• **TRY IT**: Below are some entries. Copy each line in them that holds "dark".

::::

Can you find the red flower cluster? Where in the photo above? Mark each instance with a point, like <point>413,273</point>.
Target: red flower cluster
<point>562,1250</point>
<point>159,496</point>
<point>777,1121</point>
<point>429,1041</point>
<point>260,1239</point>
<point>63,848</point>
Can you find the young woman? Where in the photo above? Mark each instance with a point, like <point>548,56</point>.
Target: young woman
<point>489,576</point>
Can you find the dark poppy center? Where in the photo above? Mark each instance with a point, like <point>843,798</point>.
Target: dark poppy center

::::

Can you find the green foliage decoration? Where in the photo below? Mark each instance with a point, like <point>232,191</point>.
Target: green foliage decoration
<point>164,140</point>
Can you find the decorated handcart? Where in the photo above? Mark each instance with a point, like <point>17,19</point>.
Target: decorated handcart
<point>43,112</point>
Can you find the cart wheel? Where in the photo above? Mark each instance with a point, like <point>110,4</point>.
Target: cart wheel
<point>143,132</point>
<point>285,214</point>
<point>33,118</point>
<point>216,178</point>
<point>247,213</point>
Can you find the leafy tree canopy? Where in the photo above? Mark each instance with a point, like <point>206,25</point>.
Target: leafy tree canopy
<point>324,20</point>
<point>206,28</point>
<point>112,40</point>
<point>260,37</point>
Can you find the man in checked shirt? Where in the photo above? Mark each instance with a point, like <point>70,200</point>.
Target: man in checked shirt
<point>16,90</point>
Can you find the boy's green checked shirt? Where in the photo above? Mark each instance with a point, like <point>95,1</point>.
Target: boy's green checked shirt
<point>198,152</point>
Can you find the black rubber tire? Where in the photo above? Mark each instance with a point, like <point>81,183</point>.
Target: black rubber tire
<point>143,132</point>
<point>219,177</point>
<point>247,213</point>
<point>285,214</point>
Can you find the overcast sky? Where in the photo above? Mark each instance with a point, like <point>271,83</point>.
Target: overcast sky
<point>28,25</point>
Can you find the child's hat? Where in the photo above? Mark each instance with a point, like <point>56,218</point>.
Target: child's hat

::::

• **RESPONSE FOR THIS EXERCISE**:
Can you find the dark poppy center? Where in the photo above? Mark each instance with a point, like <point>843,798</point>.
Target: dark poppy center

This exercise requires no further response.